Exercise brief -
Please swap each "keypoint" in the material below for "marker" and give all of it back otherwise unchanged, leaving out the pictures.

Task input -
^^^^^^^^

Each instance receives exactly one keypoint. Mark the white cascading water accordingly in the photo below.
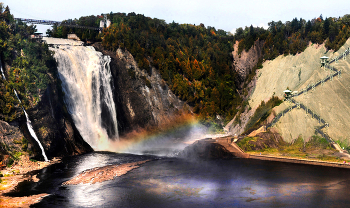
(86, 83)
(29, 123)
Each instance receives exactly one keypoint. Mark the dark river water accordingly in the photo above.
(175, 182)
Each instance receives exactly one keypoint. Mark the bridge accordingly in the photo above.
(50, 22)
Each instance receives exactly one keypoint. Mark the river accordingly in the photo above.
(176, 182)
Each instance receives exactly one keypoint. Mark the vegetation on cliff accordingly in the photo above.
(293, 37)
(28, 66)
(269, 144)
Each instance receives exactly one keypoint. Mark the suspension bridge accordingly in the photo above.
(58, 23)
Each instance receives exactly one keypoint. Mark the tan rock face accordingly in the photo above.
(330, 101)
(100, 174)
(143, 99)
(244, 62)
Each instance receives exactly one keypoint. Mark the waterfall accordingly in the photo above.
(29, 123)
(87, 86)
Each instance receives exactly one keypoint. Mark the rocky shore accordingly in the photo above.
(100, 174)
(21, 171)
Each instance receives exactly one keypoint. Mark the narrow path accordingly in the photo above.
(309, 111)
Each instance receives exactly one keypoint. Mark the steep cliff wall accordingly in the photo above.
(329, 100)
(143, 99)
(51, 122)
(244, 62)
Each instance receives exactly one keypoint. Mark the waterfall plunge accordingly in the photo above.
(29, 123)
(86, 82)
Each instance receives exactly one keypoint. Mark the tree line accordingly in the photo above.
(28, 66)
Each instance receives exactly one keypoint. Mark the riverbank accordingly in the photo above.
(300, 161)
(19, 172)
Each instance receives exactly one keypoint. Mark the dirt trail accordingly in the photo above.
(327, 94)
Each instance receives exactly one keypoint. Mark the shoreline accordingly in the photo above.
(18, 173)
(299, 161)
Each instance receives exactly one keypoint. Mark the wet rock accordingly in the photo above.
(206, 149)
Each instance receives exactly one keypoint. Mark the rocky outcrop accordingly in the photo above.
(143, 99)
(206, 149)
(244, 62)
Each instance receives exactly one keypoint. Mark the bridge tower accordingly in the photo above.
(105, 22)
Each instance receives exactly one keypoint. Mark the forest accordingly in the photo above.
(26, 65)
(195, 60)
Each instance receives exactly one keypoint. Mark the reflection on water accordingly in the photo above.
(173, 182)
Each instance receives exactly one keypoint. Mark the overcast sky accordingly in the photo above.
(221, 14)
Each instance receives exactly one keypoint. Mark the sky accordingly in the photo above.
(221, 14)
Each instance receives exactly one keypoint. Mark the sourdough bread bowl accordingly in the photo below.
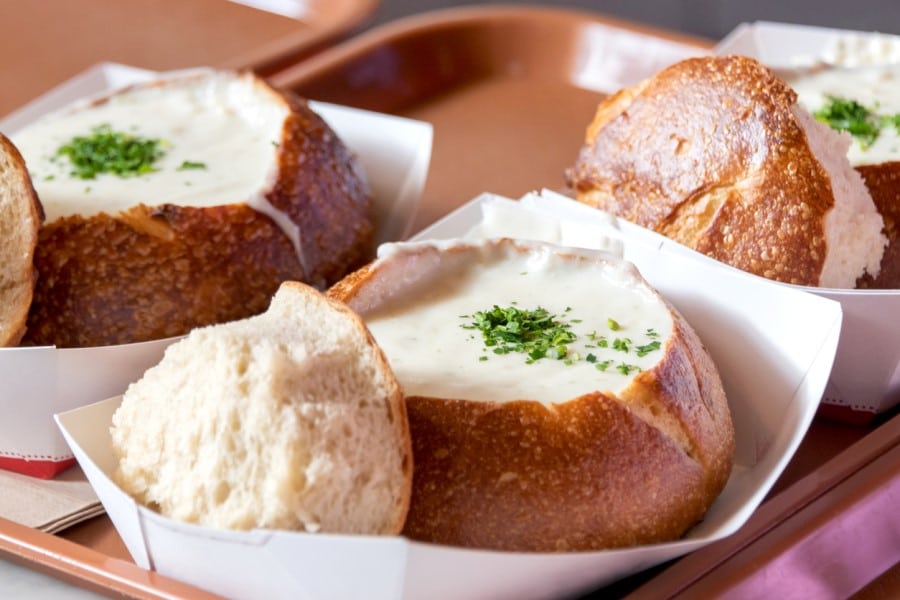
(291, 419)
(717, 153)
(222, 188)
(864, 101)
(21, 215)
(620, 435)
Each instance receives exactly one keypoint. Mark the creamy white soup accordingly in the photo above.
(218, 136)
(875, 88)
(428, 329)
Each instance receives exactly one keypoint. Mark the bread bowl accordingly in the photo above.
(863, 101)
(291, 419)
(716, 153)
(252, 188)
(20, 219)
(519, 453)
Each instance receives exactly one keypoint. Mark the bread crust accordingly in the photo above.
(708, 152)
(597, 471)
(157, 271)
(21, 215)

^^^^^^^^

Response to this task -
Each instance receives exactly one marker. Mark the white cascading water accordingly in the photo below.
(86, 83)
(29, 123)
Each instance receives exactly one marker. Mark the dark river water accordingly in the photo above.
(175, 182)
Each instance receives exactly one marker. Mark the bridge accordingly in the photo above.
(50, 22)
Each instance receives exactly one marker. Mark the river accordingly in the photo above.
(176, 182)
Each instance receives exactly one marker. Mark the vegetation on cliff accordingly in the photo above.
(293, 37)
(28, 66)
(269, 144)
Each instance receives exactly one marker. Mark the suspension bridge accordingly in the photo above.
(58, 23)
Each instance receives exactly one marker. Mark the tan rock face accordingly in the photo above.
(330, 101)
(100, 174)
(143, 99)
(244, 62)
Each instance receives exactly one marker. Mark the waterfall accordingly in the photo above.
(29, 123)
(87, 86)
Each instance receives exactly one marker. Mark the rocky shore accordingly in the photo above.
(100, 174)
(21, 171)
Each instance receives exactly one marker. Mark the narrow path accordingly in the photo above.
(309, 111)
Each instance receives exactly one marker. Mark the steep cliff wall accordingly in the photo above.
(329, 100)
(143, 99)
(51, 122)
(244, 62)
Each instance receives exactly one marker. Mark the waterfall plunge accordingly in the photo above.
(29, 123)
(86, 82)
Each instance receives exactly one marker. Mark the tree line accordingly in the photo above.
(28, 66)
Each instance receives exactly one marker. Mark the riverbank accordingly in the photo above.
(300, 161)
(19, 172)
Each instance receives exactly one marker. Mark the dirt trail accordingly in the photo above.
(327, 94)
Each instance receives exactly one marker. Mark the shoreline accordingly in the photo above.
(18, 173)
(299, 161)
Each instance receives exactly one marker. Mark the wet rock accordingly in the photo above.
(206, 149)
Each instance receives exactly one marker. Mark the rocky outcrop accordingly in the photo above.
(143, 99)
(206, 149)
(244, 62)
Each instance receives exactly one marker. Mark the bridge tower accordingly in the photo above.
(105, 22)
Each instance receives exactly one marker. Mark the forest accordingly in the photo above.
(26, 65)
(195, 60)
Each instance receives exactly one marker. Mark the reflection on water accordingly in the photo above.
(173, 182)
Each instance receives exactly one marker. Mark the overcast sky accordingly in the photo above.
(221, 14)
Each instance receives exactly one marker. Mark the sky accordingly in the photo above.
(221, 14)
Each instance receives exactly one marker. Mark the sourdough bread bowl accordingly in the photo below.
(291, 419)
(717, 153)
(222, 188)
(864, 101)
(21, 215)
(620, 435)
Each instance receives exactly one marker. Mark the creamy white soup accordingly in the photo above.
(218, 136)
(875, 88)
(428, 329)
Each instance receives exactly one marker. Mark the bread bowl accordingly in the photo above.
(863, 101)
(291, 419)
(716, 153)
(252, 188)
(20, 219)
(519, 453)
Each instance receives exactly one marker. Mark the bread crust accordingly in the photo above.
(708, 152)
(597, 471)
(157, 271)
(21, 215)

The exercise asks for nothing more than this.